## Extracted entries
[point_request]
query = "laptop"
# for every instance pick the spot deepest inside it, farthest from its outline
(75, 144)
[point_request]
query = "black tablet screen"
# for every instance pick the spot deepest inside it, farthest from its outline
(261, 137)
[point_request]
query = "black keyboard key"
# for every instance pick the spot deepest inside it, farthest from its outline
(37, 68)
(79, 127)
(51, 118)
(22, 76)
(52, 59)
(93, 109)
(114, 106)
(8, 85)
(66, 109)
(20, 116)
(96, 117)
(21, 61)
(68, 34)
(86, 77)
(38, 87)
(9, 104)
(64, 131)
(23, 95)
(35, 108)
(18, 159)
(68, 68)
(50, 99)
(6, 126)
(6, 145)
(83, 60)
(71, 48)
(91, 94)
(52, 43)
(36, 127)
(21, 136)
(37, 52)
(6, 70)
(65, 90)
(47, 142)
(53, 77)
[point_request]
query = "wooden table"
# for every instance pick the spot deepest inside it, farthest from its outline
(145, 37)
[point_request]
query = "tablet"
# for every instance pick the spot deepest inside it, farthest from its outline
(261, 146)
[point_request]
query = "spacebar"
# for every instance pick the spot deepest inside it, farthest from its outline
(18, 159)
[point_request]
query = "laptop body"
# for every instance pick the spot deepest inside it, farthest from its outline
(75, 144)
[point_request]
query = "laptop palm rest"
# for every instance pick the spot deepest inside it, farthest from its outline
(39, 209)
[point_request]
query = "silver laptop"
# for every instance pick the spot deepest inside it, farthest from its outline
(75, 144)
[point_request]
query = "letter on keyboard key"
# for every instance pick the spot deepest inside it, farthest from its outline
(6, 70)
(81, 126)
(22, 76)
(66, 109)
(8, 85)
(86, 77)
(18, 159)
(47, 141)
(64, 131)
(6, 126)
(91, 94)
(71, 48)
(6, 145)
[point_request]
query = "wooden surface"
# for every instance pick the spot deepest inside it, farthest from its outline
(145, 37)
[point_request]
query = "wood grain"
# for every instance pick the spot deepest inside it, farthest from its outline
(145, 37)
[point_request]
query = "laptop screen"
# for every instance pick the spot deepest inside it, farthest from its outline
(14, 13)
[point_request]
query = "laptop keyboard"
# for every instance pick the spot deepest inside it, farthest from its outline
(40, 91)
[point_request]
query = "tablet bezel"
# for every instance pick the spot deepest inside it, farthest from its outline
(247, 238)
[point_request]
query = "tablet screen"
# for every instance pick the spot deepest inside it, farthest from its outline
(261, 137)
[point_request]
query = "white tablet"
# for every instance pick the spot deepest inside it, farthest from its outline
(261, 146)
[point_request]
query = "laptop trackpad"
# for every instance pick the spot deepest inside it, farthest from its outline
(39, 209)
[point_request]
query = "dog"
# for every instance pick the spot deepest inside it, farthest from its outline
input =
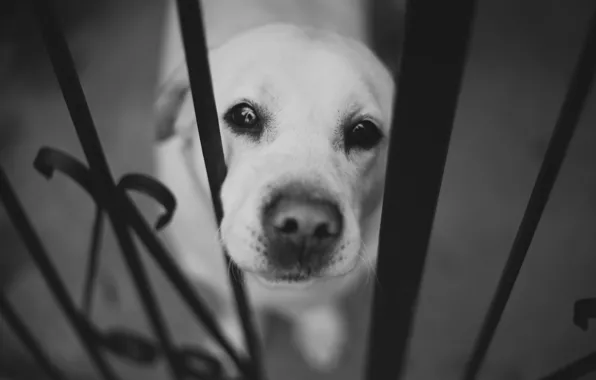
(304, 117)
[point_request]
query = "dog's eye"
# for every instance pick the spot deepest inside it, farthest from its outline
(364, 135)
(243, 115)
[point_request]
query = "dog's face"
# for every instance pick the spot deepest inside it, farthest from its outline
(305, 119)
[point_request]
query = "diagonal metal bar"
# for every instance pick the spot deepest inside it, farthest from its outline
(571, 109)
(195, 48)
(428, 87)
(51, 276)
(576, 370)
(74, 97)
(28, 340)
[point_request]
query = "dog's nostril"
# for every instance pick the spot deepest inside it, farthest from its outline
(289, 226)
(322, 231)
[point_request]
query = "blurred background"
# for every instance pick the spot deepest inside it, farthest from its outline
(522, 54)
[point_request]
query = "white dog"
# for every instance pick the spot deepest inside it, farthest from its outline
(304, 116)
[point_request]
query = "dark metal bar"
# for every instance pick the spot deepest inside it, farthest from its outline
(51, 276)
(576, 370)
(29, 341)
(195, 48)
(83, 122)
(74, 96)
(431, 68)
(571, 109)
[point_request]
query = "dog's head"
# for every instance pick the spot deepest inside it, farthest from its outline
(304, 118)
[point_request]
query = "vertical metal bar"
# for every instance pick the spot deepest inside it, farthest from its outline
(195, 48)
(431, 68)
(571, 109)
(51, 276)
(29, 341)
(74, 96)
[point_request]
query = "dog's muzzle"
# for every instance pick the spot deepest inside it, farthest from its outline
(302, 226)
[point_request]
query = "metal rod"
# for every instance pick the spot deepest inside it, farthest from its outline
(74, 97)
(28, 340)
(571, 109)
(432, 64)
(195, 48)
(51, 276)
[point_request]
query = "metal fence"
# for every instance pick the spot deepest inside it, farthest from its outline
(430, 72)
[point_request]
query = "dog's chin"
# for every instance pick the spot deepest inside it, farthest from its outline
(288, 281)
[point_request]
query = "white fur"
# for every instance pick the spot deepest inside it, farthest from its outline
(307, 79)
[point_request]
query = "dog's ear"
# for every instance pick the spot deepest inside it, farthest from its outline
(171, 98)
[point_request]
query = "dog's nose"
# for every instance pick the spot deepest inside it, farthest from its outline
(301, 230)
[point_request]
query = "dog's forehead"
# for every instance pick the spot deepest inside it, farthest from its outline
(282, 62)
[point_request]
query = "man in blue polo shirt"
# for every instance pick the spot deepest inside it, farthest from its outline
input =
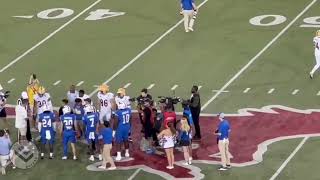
(189, 10)
(223, 143)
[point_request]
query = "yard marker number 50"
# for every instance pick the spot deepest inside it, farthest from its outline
(272, 20)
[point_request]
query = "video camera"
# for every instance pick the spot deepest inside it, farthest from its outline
(169, 101)
(4, 95)
(141, 100)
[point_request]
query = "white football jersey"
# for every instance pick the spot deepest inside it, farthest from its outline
(42, 101)
(124, 100)
(83, 98)
(316, 42)
(105, 100)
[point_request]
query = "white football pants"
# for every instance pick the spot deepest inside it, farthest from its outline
(188, 19)
(317, 56)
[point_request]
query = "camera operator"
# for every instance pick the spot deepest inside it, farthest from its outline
(144, 96)
(22, 119)
(169, 115)
(195, 107)
(5, 153)
(148, 124)
(3, 114)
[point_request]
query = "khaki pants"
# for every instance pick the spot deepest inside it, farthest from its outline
(224, 151)
(106, 155)
(188, 19)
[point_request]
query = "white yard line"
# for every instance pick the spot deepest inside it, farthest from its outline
(127, 85)
(150, 86)
(57, 82)
(80, 83)
(246, 90)
(174, 87)
(11, 80)
(134, 174)
(137, 57)
(295, 92)
(284, 164)
(258, 55)
(215, 90)
(271, 91)
(48, 37)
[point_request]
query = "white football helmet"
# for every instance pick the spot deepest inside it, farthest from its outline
(66, 109)
(122, 106)
(46, 108)
(88, 109)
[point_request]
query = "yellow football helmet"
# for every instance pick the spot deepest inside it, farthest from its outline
(121, 91)
(104, 88)
(41, 90)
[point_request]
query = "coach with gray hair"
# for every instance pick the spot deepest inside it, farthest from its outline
(195, 107)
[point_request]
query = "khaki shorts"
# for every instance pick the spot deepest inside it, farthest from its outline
(23, 131)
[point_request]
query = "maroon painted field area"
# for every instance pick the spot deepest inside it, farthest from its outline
(247, 132)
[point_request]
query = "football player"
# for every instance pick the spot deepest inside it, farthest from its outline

## Exercise objective
Line count for "football": count the lines in the records above that contain this word, and write only the number.

## Your solution
5